◆ EXTRACTED DATA:
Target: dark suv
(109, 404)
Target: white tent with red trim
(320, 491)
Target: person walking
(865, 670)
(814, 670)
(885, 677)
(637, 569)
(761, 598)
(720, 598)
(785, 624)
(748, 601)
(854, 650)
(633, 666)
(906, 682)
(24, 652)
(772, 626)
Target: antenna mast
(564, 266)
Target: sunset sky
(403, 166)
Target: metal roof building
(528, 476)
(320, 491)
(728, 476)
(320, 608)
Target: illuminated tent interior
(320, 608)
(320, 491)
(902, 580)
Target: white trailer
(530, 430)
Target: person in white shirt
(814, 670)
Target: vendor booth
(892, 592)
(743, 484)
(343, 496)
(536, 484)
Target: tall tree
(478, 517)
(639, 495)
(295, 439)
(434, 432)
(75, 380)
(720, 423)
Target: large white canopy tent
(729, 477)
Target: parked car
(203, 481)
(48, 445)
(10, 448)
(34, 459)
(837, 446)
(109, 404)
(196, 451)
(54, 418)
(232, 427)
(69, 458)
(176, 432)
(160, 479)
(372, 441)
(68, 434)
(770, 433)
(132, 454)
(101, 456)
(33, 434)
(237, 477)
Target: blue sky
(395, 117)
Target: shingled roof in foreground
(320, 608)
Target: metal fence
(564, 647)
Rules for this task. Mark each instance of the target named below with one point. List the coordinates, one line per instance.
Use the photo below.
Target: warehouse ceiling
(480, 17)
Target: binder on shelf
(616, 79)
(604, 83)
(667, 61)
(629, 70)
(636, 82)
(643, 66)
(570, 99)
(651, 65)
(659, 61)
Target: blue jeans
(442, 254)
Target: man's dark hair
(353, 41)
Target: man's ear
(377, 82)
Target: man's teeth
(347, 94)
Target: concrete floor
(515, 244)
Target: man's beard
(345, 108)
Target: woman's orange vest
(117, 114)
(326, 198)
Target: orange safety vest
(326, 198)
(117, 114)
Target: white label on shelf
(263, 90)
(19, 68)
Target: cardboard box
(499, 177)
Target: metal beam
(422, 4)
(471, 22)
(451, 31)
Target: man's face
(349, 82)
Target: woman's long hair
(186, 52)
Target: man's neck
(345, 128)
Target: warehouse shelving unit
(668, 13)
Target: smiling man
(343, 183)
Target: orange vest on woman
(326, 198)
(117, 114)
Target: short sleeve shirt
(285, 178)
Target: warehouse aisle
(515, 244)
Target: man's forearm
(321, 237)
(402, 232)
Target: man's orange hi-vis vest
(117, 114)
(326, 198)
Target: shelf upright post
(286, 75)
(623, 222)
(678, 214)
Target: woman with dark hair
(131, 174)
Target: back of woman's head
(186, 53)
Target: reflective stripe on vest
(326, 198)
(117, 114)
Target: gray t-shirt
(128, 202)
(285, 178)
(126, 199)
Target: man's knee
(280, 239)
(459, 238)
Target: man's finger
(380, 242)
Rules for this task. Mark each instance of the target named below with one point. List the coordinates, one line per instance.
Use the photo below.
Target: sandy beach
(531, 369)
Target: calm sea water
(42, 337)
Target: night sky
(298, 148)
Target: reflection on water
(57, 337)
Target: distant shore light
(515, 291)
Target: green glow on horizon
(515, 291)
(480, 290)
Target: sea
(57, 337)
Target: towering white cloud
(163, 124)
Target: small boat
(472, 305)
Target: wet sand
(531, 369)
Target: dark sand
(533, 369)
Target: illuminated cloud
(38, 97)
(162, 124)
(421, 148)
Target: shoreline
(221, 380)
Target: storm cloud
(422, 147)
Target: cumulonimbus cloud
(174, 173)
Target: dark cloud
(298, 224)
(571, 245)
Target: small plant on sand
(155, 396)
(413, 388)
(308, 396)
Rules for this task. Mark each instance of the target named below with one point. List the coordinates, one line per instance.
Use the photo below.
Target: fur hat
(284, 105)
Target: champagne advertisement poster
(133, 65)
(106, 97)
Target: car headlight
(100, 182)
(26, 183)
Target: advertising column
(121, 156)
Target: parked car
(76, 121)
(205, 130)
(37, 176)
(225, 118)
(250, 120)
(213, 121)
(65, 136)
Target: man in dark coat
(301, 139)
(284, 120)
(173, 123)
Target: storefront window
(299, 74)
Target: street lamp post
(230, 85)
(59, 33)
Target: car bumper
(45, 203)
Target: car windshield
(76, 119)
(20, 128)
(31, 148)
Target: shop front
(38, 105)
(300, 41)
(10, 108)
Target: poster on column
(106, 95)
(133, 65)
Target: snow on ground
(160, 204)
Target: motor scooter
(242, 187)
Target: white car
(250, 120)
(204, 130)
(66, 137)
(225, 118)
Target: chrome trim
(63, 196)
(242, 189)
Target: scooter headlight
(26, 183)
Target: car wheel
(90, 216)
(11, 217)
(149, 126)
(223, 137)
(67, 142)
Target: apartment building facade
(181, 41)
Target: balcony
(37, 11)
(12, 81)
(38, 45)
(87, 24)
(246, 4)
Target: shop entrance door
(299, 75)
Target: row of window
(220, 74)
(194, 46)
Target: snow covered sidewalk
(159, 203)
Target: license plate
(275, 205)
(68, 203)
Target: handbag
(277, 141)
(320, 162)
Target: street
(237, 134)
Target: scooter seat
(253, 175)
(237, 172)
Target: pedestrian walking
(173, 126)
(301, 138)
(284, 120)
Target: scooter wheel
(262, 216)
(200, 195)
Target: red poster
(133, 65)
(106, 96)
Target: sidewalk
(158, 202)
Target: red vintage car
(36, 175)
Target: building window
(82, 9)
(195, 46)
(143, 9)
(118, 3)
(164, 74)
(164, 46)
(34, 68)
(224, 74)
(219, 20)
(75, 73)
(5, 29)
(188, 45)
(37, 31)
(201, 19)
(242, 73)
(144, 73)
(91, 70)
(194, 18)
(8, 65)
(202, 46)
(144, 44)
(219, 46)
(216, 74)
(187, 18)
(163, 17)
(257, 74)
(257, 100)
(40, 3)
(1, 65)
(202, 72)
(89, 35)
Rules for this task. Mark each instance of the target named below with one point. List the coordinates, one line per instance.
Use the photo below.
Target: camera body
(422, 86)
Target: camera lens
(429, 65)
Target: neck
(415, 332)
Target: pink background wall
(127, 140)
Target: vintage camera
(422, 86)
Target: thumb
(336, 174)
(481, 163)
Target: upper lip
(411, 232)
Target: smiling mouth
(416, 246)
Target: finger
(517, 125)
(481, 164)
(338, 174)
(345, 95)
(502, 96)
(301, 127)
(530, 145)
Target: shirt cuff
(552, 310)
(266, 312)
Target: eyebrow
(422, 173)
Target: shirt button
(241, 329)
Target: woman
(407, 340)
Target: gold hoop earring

◆ TO DO: Print out all the entries above exactly.

◆ ANSWER FOR THIS EXERCISE:
Target: dark suv
(109, 404)
Target: white tent with red trim
(320, 491)
Target: person walking
(865, 670)
(814, 670)
(885, 677)
(637, 569)
(761, 598)
(720, 598)
(785, 624)
(748, 601)
(854, 650)
(633, 666)
(906, 682)
(24, 652)
(772, 626)
Target: antenna mast
(564, 266)
Target: sunset sky
(403, 166)
Target: metal roof building
(528, 476)
(320, 491)
(728, 476)
(320, 608)
Target: illuminated tent interior
(320, 608)
(320, 491)
(902, 580)
Target: white trailer
(530, 430)
Target: person in white shirt
(814, 670)
Target: vendor booth
(892, 592)
(743, 484)
(343, 496)
(536, 484)
Target: tall tree
(478, 517)
(639, 495)
(295, 439)
(434, 432)
(75, 380)
(720, 423)
Target: large white canopy tent
(729, 477)
Target: parked car
(203, 481)
(48, 445)
(10, 448)
(34, 459)
(837, 446)
(109, 404)
(196, 451)
(54, 418)
(232, 427)
(69, 458)
(176, 432)
(160, 479)
(372, 441)
(68, 434)
(770, 433)
(132, 454)
(101, 456)
(33, 434)
(237, 477)
Target: blue sky
(395, 117)
Target: shingled roof in foreground
(320, 608)
Target: metal fence
(564, 647)
Rules for this task. Mark each instance of the target named below with one point. List the coordinates, one line per instance.
Use the photo below.
Target: warehouse ceiling
(480, 17)
Target: binder on shelf
(616, 79)
(604, 83)
(667, 61)
(629, 70)
(636, 82)
(643, 66)
(570, 99)
(651, 65)
(659, 61)
Target: blue jeans
(442, 254)
Target: man's dark hair
(353, 41)
Target: man's ear
(377, 82)
Target: man's teeth
(347, 94)
Target: concrete floor
(515, 244)
Target: man's beard
(345, 108)
Target: woman's orange vest
(117, 114)
(326, 198)
Target: orange safety vest
(326, 198)
(117, 114)
Target: white label on shelf
(263, 90)
(19, 68)
Target: cardboard box
(499, 177)
Target: metal beam
(422, 4)
(471, 22)
(451, 31)
Target: man's face
(349, 82)
Target: woman's long hair
(186, 52)
Target: man's neck
(345, 128)
Target: warehouse shelving unit
(668, 13)
Target: smiling man
(343, 183)
Target: orange vest on woman
(326, 198)
(117, 114)
Target: short sleeve shirt
(285, 178)
Target: warehouse aisle
(515, 244)
Target: man's forearm
(321, 237)
(402, 232)
Target: man's orange hi-vis vest
(117, 114)
(326, 198)
Target: shelf upright post
(286, 75)
(623, 222)
(678, 214)
Target: woman with dark hair
(131, 174)
Target: back of woman's head
(186, 53)
Target: reflective stripe on vest
(326, 198)
(117, 114)
Target: gray t-shirt
(128, 202)
(285, 178)
(126, 199)
Target: man's knee
(280, 239)
(459, 238)
Target: man's finger
(380, 242)
Rules for this task. Mark each instance of the target named below with one point. List the coordinates, one line per instance.
Use the photo below.
Target: sandy beach
(531, 369)
Target: calm sea water
(42, 337)
Target: night sky
(298, 148)
Target: reflection on water
(57, 337)
Target: distant shore light
(515, 291)
Target: green glow on horizon
(515, 291)
(480, 290)
Target: sea
(57, 337)
Target: towering white cloud
(163, 124)
Target: small boat
(472, 305)
Target: wet sand
(531, 369)
Target: dark sand
(533, 369)
Target: illuminated cloud
(38, 97)
(162, 124)
(421, 148)
Target: shoreline
(221, 380)
Target: storm cloud
(422, 147)
Target: cumulonimbus cloud
(174, 173)
Target: dark cloud
(298, 224)
(571, 245)
Target: small plant on sand
(155, 396)
(413, 388)
(308, 396)
Rules for this task. Mark each instance of the target named below with one point. List the coordinates, one line per instance.
Use the photo below.
Target: fur hat
(284, 105)
Target: champagne advertisement poster
(133, 65)
(106, 97)
Target: car headlight
(100, 182)
(26, 183)
Target: advertising column
(121, 156)
Target: parked car
(76, 121)
(205, 130)
(37, 176)
(225, 118)
(250, 120)
(213, 121)
(65, 136)
Target: man in dark coat
(301, 139)
(284, 120)
(173, 123)
Target: storefront window
(299, 74)
Target: street lamp post
(230, 85)
(59, 33)
Target: car bumper
(45, 203)
Target: car windshield
(76, 119)
(20, 128)
(31, 148)
Target: shop front
(38, 105)
(300, 41)
(10, 108)
Target: poster on column
(106, 95)
(133, 65)
Target: snow on ground
(160, 204)
Target: motor scooter
(242, 187)
Target: white car
(250, 120)
(204, 130)
(66, 137)
(225, 118)
Target: chrome trim
(63, 196)
(242, 189)
Target: scooter headlight
(26, 183)
Target: car wheel
(90, 216)
(11, 217)
(149, 126)
(223, 137)
(67, 142)
Target: apartment building facade
(181, 41)
Target: balcony
(37, 11)
(12, 81)
(38, 45)
(87, 24)
(246, 4)
Target: shop entrance door
(299, 75)
Target: row of window
(220, 74)
(194, 46)
Target: snow covered sidewalk
(159, 203)
Target: license plate
(275, 205)
(68, 203)
Target: handbag
(277, 141)
(320, 162)
Target: street
(237, 134)
Target: scooter seat
(253, 175)
(237, 172)
Target: pedestrian walking
(173, 126)
(301, 138)
(284, 120)
Target: scooter wheel
(262, 216)
(200, 195)
Target: red poster
(133, 65)
(106, 96)
Target: sidewalk
(158, 202)
Target: red vintage car
(36, 175)
Target: building window
(82, 9)
(195, 46)
(143, 9)
(118, 3)
(164, 74)
(164, 46)
(34, 68)
(224, 74)
(219, 20)
(75, 73)
(5, 29)
(188, 45)
(37, 31)
(201, 19)
(242, 73)
(144, 73)
(91, 70)
(194, 18)
(8, 65)
(202, 46)
(144, 44)
(219, 46)
(216, 74)
(187, 18)
(163, 17)
(257, 74)
(257, 100)
(40, 3)
(1, 65)
(202, 72)
(89, 35)
Rules for this task. Mark each instance of the target named below with one point. List the coordinates, one line per instance.
Use the photo below.
Target: camera body
(422, 86)
Target: camera lens
(429, 65)
Target: neck
(415, 332)
Target: pink background wall
(127, 140)
Target: vintage camera
(422, 86)
Target: thumb
(336, 174)
(481, 163)
Target: upper lip
(411, 232)
Target: smiling mouth
(416, 246)
Target: finger
(517, 125)
(481, 164)
(338, 174)
(345, 95)
(502, 96)
(301, 127)
(530, 145)
Target: shirt cuff
(552, 310)
(266, 312)
Target: eyebrow
(422, 173)
Target: shirt button
(241, 329)
Target: woman
(407, 340)
Target: gold hoop earring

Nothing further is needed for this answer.